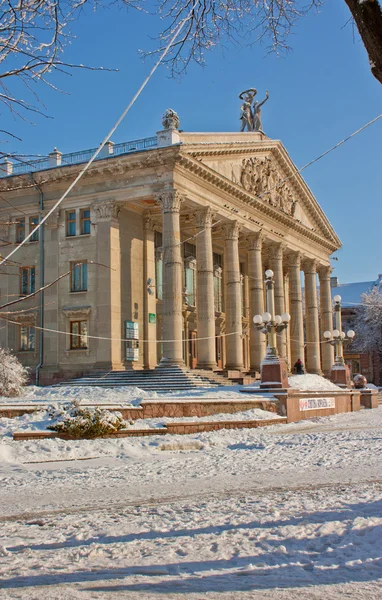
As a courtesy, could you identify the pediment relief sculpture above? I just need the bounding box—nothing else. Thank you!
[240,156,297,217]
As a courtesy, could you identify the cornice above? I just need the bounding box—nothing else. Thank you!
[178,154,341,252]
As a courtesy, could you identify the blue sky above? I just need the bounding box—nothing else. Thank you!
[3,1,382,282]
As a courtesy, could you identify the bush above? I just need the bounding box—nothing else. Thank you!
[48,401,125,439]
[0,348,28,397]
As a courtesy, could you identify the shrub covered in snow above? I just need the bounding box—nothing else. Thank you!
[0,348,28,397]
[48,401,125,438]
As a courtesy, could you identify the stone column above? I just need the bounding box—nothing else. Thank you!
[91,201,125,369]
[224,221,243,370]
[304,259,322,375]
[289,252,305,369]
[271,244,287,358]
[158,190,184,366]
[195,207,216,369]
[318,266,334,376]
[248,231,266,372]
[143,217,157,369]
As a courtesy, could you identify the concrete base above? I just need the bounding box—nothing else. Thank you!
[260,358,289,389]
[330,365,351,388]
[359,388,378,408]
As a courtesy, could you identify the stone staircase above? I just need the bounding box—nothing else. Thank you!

PROMPT: Rewrite all of the items above, keeping each request as it stands, and shift every bounding-box coordinate in the answers by -44. Leave the pictures out.

FINISHED TASK:
As a courtesy, could you identify the pediment relief sculpture above? I just need the bounding box—nothing else. Thank you!
[196,112,253,173]
As a courtesy, could you identify the cornice above? I just need the bounding box—nothing else. Thank you!
[134,110,297,208]
As a courtesy, could you identify the blue sky above? I just need the bounding box—nothing else. Thank you!
[-41,-43,338,238]
As a courtesy, could you identify the bush above? I just need the bounding box—nothing else. Thank you!
[4,357,81,395]
[-44,304,-16,353]
As a courtesy, could you identify the shrub covered in snow above? I just need the bounding box—nothing else. Thank you!
[-44,304,-16,353]
[4,357,81,394]
As a courtesy, could you identify the stone column above? I just need the bounding box—nothing else. Thank you!
[47,157,81,325]
[180,177,199,326]
[260,215,278,331]
[245,208,261,325]
[227,200,243,314]
[114,146,140,322]
[151,163,172,325]
[274,222,290,332]
[204,187,222,328]
[99,173,113,325]
As a courtesy, could you identify the concrete base above? I just need the bounding box—nothing else. Thank you!
[216,314,245,345]
[286,321,307,344]
[315,344,334,364]
As a courtesy, could you identify the stone staircase above? I just need the bounding box—nothing else. Thank you!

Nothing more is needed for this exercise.